- _The exercise_:
Using the page below on declaring global variables as function parameters, answer these questions.
(a) When a function has a single output variable, what may be used instead of a parameter?
(b) According to the page, what may make the result of the code unpredictable when functions are executed in parallel?
(c) In the refactored Fortran example, which line declares the use of the module variable explicitly?

- _Supplied passage_:
========================================================================

PWR001: Declare global variables as function parameters
Issue
Best programming practices recommend writing self-contained functions, meaning that all the global variables used in the function must be declared locally either as parameters or as local variables in the function body.
Actions
Explicitly declare all the global variables read or written in the function either as parameters or as local variables in the function body, including the output variables.
Relevance
Using global variables makes it hard to reason about where and how those variables are used. By including all data inputted and outputted by a function in its signature, the interactions with external data can be determined by inspecting the function call sites. As a result it is easier to identify the function's side effects. A function modifying a global variable can easily go unnoticed since the function body must be inspected to detect it. This facilitates reasoning about the flow of data in and out of the function, which helps from the point of view of maintainability, testing and compiler optimization.
Enforcing this recommendation in large projects can be difficult and time-consuming because a large number of code changes can be needed, even leading to deep code refactorizations. In some situations, an alternative approach would be to outline the critical loop into a separate function. In case there is a single output variable, the function return value may be used instead of a parameter.
Enforcing this recommendation may be critical in the case the functions to be executed in parallel, since hidden race conditions may be difficult to detect, making the result of the code unpredictable.
Code examples
C
In the following example, the flow of the data across function calls is not
explicit. The global variables A
and B
are read or written in functions
init
and add
. As the functions have no parameters, it is necessary to keep
track of the read and write operations to A
and B
across multiple functions
(and in real codes even across multiple files).
#define N 100
int A[N];
int B[N];
void init() {
for (int i = 0; i < N; i++) {
A[i] = i;
}
}
void add() {
for (int i = 0; i < N; i++) {
B[i] = A[i] + 1;
}
}
void example() {
init();
add();
}
When the arrays are passed explicitly as function parameters, with a simple
glance at the code you notice which are the arrays involved during the execution
of function example
. In the refactored code the inputs and outputs of the
function calls init(A)
and add(A, B)
are explicit, so it is easier to
determine the flow of data at runtime, and thus to determine the function's side
effects.
#define N 100
int A[N];
int B[N];
void init(int *A) {
for (int i = 0; i < N; i++) {
A[i] = i;
}
}
void add(int *A, int *B) {
for (int i = 0; i < N; i++) {
B[i] = A[i] + 1;
}
}
void example() {
init(A);
add(A, B);
}
Fortran
In the following example, the flow of the data across function calls is not explicit. The function declares the use of a module, but with no specification of the module variables actually used in the function body. Thus, it is necessary to keep track of the read and write operations to the variables declared in the module (and in real codes even across multiple files).
module globalsMod
use iso_fortran_env, only: real32
implicit none
real(kind=real32) :: global_a
end module globalsMod
pure function example()
use iso_fortran_env, only: real32
use globalsMod
implicit none
real(kind=32) :: example
example = global_a
end function
When the use of module variables is declared explicitly, with a simple glance at the code you notice which are the variables actually used in the function body. Thus, it is easier to determine the flow of data at runtime, and thus to determine the function's side effects.
module globalsMod
implicit none
real :: global_a
end module globalsMod
pure real function example()
use globalsMod, only : global_a
implicit none
example = global_a
end function example

========================================================================

- _Data section_:

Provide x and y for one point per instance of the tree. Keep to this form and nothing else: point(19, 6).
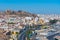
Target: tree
point(53, 21)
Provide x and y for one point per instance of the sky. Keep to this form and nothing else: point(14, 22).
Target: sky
point(33, 6)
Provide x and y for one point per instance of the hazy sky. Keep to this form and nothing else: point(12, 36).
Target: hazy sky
point(34, 6)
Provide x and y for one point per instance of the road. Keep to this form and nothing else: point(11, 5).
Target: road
point(22, 35)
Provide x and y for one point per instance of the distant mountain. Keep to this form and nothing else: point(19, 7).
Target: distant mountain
point(19, 13)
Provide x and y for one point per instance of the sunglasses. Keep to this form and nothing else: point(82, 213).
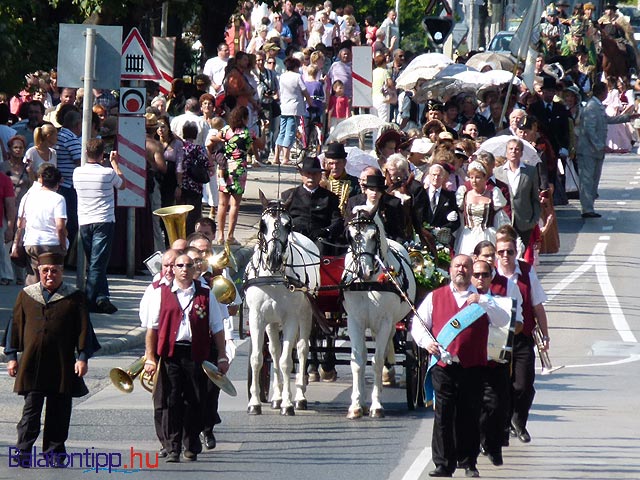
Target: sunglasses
point(184, 265)
point(52, 271)
point(481, 274)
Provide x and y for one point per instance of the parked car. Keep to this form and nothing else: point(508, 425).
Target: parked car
point(500, 42)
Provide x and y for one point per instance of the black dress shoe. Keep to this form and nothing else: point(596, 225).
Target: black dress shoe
point(173, 457)
point(524, 436)
point(208, 440)
point(440, 472)
point(495, 458)
point(471, 472)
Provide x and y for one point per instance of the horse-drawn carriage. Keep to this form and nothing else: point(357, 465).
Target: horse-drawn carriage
point(290, 291)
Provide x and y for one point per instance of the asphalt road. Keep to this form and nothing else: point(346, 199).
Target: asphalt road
point(584, 421)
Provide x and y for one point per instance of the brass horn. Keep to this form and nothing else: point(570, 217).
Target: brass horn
point(175, 220)
point(223, 289)
point(123, 379)
point(223, 259)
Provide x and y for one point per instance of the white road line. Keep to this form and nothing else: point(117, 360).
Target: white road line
point(419, 465)
point(609, 293)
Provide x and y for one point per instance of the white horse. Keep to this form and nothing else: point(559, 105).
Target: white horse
point(372, 301)
point(281, 259)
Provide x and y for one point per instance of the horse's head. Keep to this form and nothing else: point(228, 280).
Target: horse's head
point(363, 235)
point(275, 227)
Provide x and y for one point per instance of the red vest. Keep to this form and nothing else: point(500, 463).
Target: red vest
point(471, 344)
point(171, 316)
point(524, 284)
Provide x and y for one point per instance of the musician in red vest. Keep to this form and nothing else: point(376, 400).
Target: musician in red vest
point(494, 416)
point(178, 333)
point(523, 363)
point(458, 387)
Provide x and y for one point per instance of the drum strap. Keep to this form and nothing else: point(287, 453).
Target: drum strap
point(461, 320)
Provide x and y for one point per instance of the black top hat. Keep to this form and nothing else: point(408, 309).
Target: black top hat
point(375, 182)
point(311, 165)
point(548, 83)
point(335, 150)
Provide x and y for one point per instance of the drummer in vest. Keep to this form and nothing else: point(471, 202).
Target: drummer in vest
point(523, 363)
point(375, 199)
point(182, 316)
point(497, 384)
point(459, 318)
point(164, 277)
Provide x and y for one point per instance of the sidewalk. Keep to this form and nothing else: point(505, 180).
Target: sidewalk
point(121, 331)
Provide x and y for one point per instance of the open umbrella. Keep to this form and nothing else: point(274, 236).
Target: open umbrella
point(354, 126)
point(424, 66)
point(497, 61)
point(498, 146)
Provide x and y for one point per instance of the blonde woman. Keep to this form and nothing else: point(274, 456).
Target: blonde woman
point(43, 151)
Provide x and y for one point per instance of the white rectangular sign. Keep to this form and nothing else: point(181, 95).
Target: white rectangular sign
point(131, 152)
point(361, 73)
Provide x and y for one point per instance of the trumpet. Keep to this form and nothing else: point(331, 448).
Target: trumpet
point(545, 360)
point(123, 379)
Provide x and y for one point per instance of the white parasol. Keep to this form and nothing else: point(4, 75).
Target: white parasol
point(498, 147)
point(355, 126)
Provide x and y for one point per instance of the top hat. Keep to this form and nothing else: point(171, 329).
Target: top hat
point(375, 182)
point(335, 150)
point(311, 165)
point(548, 83)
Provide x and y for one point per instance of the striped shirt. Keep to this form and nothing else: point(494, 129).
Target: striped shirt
point(69, 151)
point(94, 185)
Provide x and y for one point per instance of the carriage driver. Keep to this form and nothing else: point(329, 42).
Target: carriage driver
point(314, 210)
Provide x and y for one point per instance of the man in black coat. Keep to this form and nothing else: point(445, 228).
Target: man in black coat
point(314, 210)
point(375, 198)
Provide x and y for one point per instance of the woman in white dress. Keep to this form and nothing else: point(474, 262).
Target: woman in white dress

========================================================================

- _Task result_:
(a) The function return value.
(b) Hidden race conditions, which may be difficult to detect.
(c) use globalsMod, only : global_a